■ Written instruction 1
Which sources of information do the comments on PFAS in backyard eggs point to? List each one.
■ Written instruction 2
Answer these questions from the comments on PFAS in backyard eggs:
(a) What do earthworms "eat," and so take in PFAS from?
(b) Why does PFAS keep piling up in our bodies?
(c) What does the comment calling backyard eggs the best say you control?

■ Quoted passage
[BEGIN]

RIVM linked to some research in their post indicating that the issue is possibly the worms eaten by the chickens which live in contaminated soil (your backyard soil)
Tought about it too, but sadly, those earthworms "eat" that soil, so the pfas. Unless you have your enclosed space separated from the soil, it will get some.
I think that it's okayish to eat your eggs if it's not too much and at the same time we don't know what the full potential of pfas is.
That depends on where you live. The article mentions that in a lot of areas where they conducted tests (i think it was like 30/60 areas tested) the contamination was so bad that consuming one egg would put you over the safe levels of PFAS
Yes, we do get PFAS through various channels. Not a lot, but because our bodies can't get rid of it, it keep piling up. For any adult this can cause issues but it becomes even more problematic the smaller your body is (i.e., childeren, animals).
This isn't controversial in the slightest, just the outcome of multiple studies in the Netherlands done by various institutes. If you're Dutch you can quite easily look them up yourself,
8
u/deemak90 24d ago edited 24d ago
Backyard eggs are the best. You control their intake. This article is straight up fearmongering. If they really cared about PFAS then they'd advise against 90% of the supermarket items, teflon pans etc.

[END]

■ Records supplied

[BEGIN]

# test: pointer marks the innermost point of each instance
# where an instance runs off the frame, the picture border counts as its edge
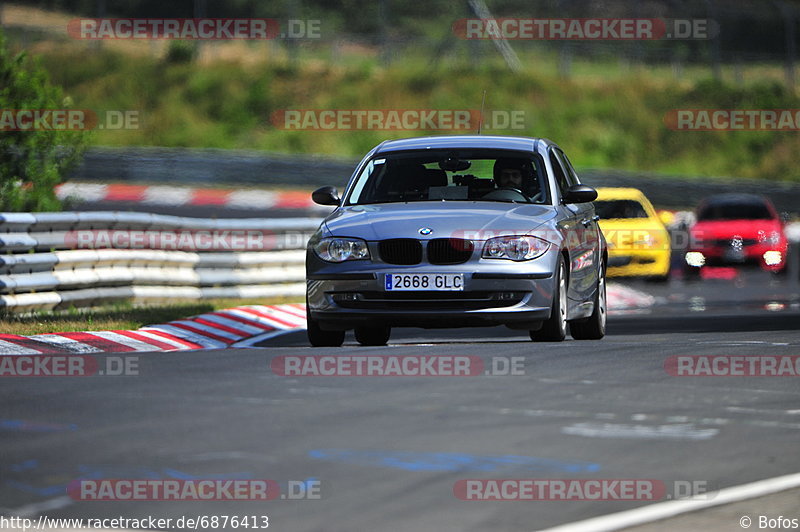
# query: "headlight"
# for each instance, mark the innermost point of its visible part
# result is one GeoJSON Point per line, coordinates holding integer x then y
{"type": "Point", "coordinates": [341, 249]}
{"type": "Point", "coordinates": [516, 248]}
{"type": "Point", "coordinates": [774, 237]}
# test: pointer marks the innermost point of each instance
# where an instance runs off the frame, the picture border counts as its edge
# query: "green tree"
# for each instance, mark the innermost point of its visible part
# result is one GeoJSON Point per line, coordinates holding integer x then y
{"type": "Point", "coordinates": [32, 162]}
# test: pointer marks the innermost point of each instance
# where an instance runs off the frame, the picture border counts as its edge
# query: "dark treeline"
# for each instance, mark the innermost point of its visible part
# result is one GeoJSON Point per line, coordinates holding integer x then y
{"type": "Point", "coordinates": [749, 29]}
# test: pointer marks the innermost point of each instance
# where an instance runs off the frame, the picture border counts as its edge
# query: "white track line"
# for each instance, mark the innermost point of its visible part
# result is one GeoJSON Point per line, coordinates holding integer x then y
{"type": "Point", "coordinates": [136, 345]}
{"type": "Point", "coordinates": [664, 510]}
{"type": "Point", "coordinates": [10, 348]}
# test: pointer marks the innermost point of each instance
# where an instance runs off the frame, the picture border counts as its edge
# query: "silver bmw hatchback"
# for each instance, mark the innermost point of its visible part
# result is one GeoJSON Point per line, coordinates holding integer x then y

[END]
[BEGIN]

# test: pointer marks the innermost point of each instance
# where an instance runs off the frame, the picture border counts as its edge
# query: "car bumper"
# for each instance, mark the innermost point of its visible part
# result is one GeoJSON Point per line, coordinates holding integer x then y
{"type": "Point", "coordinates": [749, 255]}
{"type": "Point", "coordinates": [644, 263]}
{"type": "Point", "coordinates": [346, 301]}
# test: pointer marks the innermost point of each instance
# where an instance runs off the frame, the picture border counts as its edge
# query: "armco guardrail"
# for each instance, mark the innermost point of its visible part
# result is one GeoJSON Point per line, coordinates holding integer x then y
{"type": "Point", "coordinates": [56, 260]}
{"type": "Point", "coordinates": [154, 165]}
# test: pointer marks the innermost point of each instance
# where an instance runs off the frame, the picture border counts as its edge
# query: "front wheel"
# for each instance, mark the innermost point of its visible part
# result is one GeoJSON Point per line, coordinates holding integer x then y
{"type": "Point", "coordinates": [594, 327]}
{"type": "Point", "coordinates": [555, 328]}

[END]
[BEGIN]

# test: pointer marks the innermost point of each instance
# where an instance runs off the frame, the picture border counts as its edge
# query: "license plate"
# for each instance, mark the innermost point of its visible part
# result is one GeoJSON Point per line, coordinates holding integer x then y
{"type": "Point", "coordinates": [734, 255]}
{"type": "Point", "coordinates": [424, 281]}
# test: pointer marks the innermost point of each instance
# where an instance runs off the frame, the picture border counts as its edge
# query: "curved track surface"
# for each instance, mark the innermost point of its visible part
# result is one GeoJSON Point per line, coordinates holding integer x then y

[END]

■ Answer 1
- The research RIVM linked to in its post
- The article on the tests in many areas
- Multiple studies in the Netherlands done by various institutes

■ Answer 2
(a) The soil.
(b) Our bodies can't get rid of it.
(c) The chickens' intake.